─── GIVEN TEXT

Vivent Carbon supports smallholder farmers across India, Africa and Southeast Asia to adopt regenerative practices — no-till, cover cropping, composting, and agroforestry — that build soil carbon, improve crop yields, and generate verified carbon income.
Regenerative agriculture is not a single practice but a philosophy of farming that prioritises soil health above all else. By minimising soil disturbance, maintaining permanent living soil cover, diversifying crops, and integrating trees into farm systems, regenerative farmers gradually rebuild the organic matter, microbial life, and structure of agricultural soils — reversing decades of degradation caused by tillage-intensive, chemical-dependent farming.
As soil organic carbon increases, so does the soil's water-holding capacity, fertility, and resilience to drought and flood. The result is a self-reinforcing improvement: healthier soils grow more productive crops, which return more organic matter to the soil, which grows even better crops. Farmers see real, measurable improvements in yield and input cost savings from Year 2–3 of adoption.
Vivent Carbon enables these transitions by providing upfront training, technical support, and soil monitoring infrastructure — and by securing carbon finance that compensates farmers for the carbon sequestered in their increasingly healthy soils. We work exclusively with smallholder farmers, not large commercial operations, because regenerative transitions are most transformative and most needed at the smallholder scale.

──────
─── SUPPLIED INFORMATION

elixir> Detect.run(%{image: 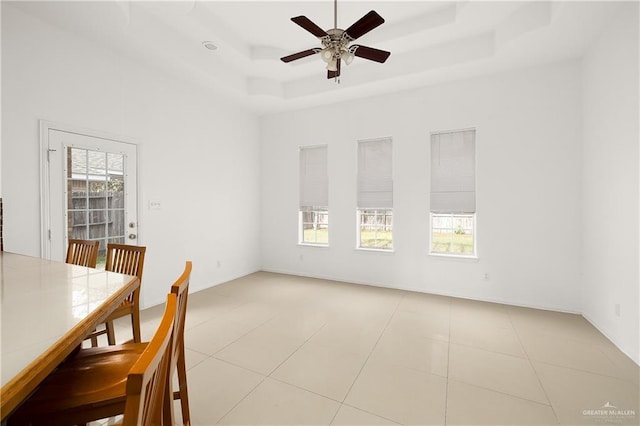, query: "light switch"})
[149,200,162,210]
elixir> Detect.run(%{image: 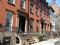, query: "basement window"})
[8,0,15,4]
[16,37,19,44]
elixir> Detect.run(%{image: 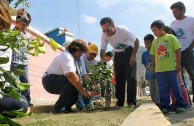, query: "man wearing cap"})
[11,13,33,106]
[100,17,139,108]
[81,43,98,70]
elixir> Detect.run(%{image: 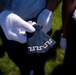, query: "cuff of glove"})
[42,9,53,17]
[0,10,13,25]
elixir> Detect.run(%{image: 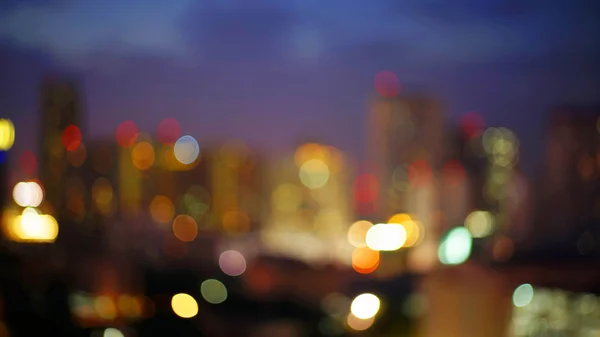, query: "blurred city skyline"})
[0,0,600,172]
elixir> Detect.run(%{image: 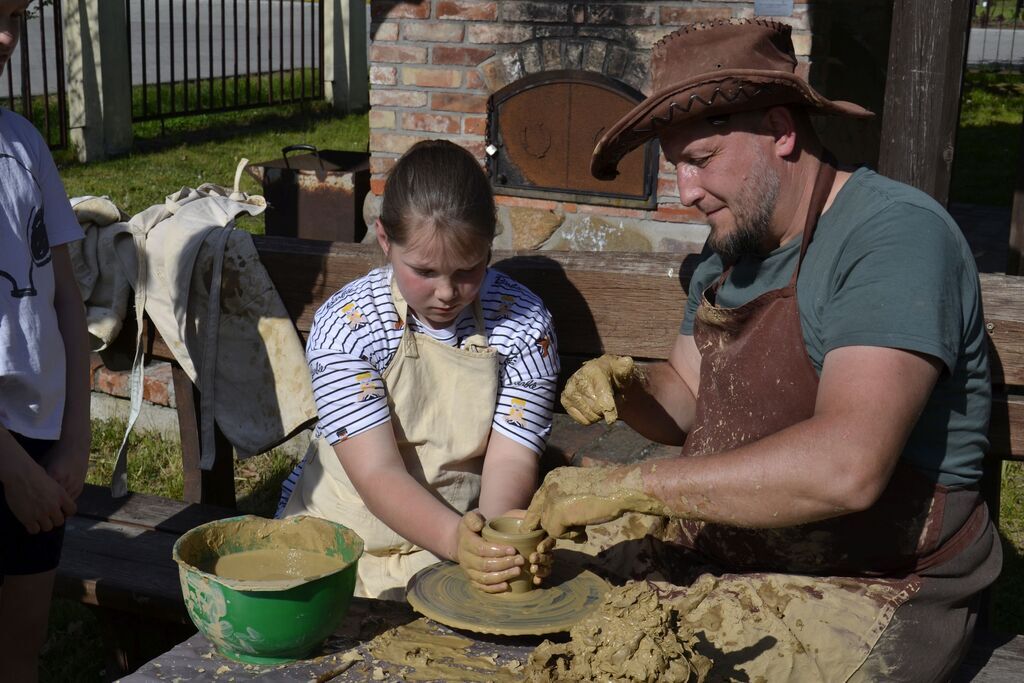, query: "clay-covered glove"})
[523,467,672,542]
[457,510,525,593]
[561,353,640,425]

──────

> [WHAT YOU HAVE TO DO]: Copy out the full regenerative farming text word for word. The rows were taken from a separate source.

> [SOLUTION TO THE PROBLEM]:
Vivent Carbon supports smallholder farmers across India, Africa and Southeast Asia to adopt regenerative practices — no-till, cover cropping, composting, and agroforestry — that build soil carbon, improve crop yields, and generate verified carbon income.
Regenerative agriculture is not a single practice but a philosophy of farming that prioritises soil health above all else. By minimising soil disturbance, maintaining permanent living soil cover, diversifying crops, and integrating trees into farm systems, regenerative farmers gradually rebuild the organic matter, microbial life, and structure of agricultural soils — reversing decades of degradation caused by tillage-intensive, chemical-dependent farming.
As soil organic carbon increases, so does the soil's water-holding capacity, fertility, and resilience to drought and flood. The result is a self-reinforcing improvement: healthier soils grow more productive crops, which return more organic matter to the soil, which grows even better crops. Farmers see real, measurable improvements in yield and input cost savings from Year 2–3 of adoption.
Vivent Carbon enables these transitions by providing upfront training, technical support, and soil monitoring infrastructure — and by securing carbon finance that compensates farmers for the carbon sequestered in their increasingly healthy soils. We work exclusively with smallholder farmers, not large commercial operations, because regenerative transitions are most transformative and most needed at the smallholder scale.